> **TRECHO SELECIONADO**:
_ _ _ _ _ _ _
Nesse sentido, o art. 39, IV, do Código de Defesa do Consumidor, estabelece como abusiva a prática de "prevalecer-se da fraqueza ou ignorância do consumidor, tendo em vista sua idade, saúde, conhecimento ou condição social, para impingir-lhe seus produtos ou serviços", mas não estabelece uma sanção específica para o fornecedor que se utiliza dessa prática, justamente porque a mesma pode ocorrer em momentos diversos da relação, como na fase pré-contratual, contratual e pós-contratual, demandado solução diversa e adequada a cada momento10. Ao impingir, na dicção legal, a contratação do empréstimo ao consumidor idoso, prevalecendo-se de sua hipervulnerabilidade, a prática abusiva se inicia na oferta e se prolonga à fase de formação do contrato, celebrado a partir de ardis implementados pelo fornecedor, que abusa do direito. Assim, o contrato pode ser inválido, se foi celebrado pelo consumidor a partir de ato doloso do fornecedor, situação bastante provável nessa prática, nos termos do art. 145 do Código Civil, gerando sua anulabilidade.
_ _ _ _ _ _ _
> **LISTAGEM DE DADOS**:
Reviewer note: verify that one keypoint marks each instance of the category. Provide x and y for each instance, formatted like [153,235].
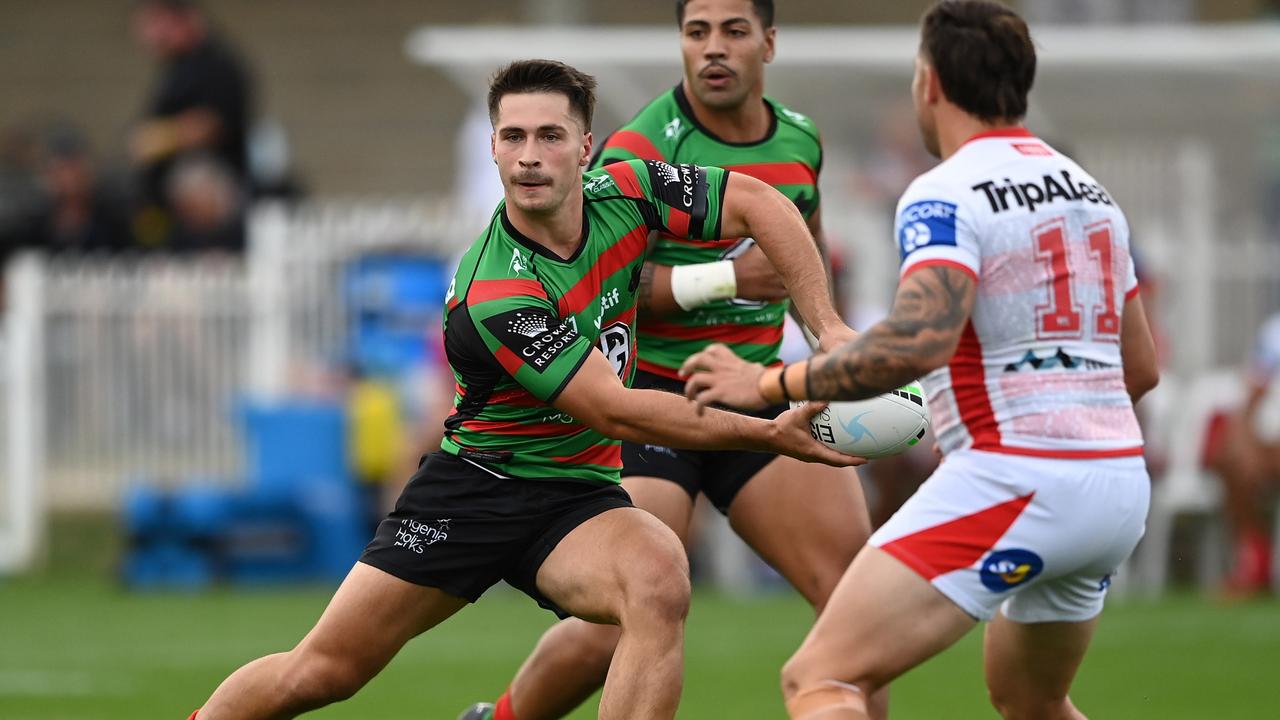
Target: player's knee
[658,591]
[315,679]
_ _ _ _ _ _ _
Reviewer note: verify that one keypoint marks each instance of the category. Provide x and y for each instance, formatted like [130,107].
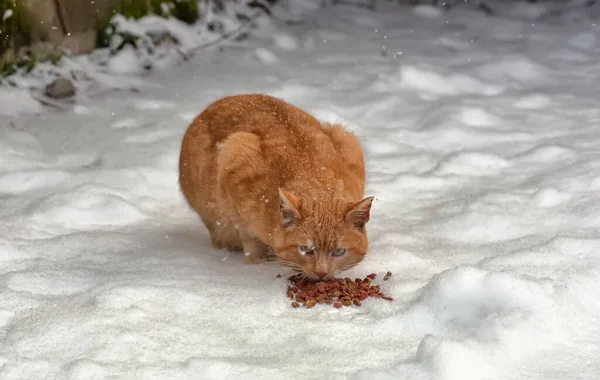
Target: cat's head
_ _ _ _ _ _ _
> **A EXECUTAR**: Prossiga com o trecho sobre práticas abusivas contra o consumidor idoso na contratação de empréstimos, começando logo após a última frase apresentada.

> **RESULTADO DO EXERCÍCIO**:
O art. 54-C do Código de Defesa do Consumidor traz práticas vedadas na oferta de crédito e estabelece, em seu inciso IV, a proibição de "assediar ou pressionar o consumidor para contratar o fornecimento de produto, serviço ou crédito, principalmente se se tratar de consumidor idoso, analfabeto, doente ou em estado de vulnerabilidade agravada ou se a contratação envolver prêmio", evidenciando um dever negativo, uma proibição, tratando-se de uma confirmação do que prevê o art. 39, IV, porém específica para concessão de crédito, e sujeitando o contrato a anulabilidade, além de outras sanções, conforme estabelece o parágrafo único do art. 54-D.

O dever de informar também ganha contornos mais nítidos quando o consumidor é hipervulnerável em razão da idade, de modo que o art. 54-D, I, do Código de Defesa do Consumidor, prevê o dever de o fornecedor ter um cuidado adequado à idade do consumidor ao prestar a informação sobre contratação de crédito, revelando uma escolha pela atribuição do crédito responsável não apenas aos tomadores, mas também aos seus fornecedores.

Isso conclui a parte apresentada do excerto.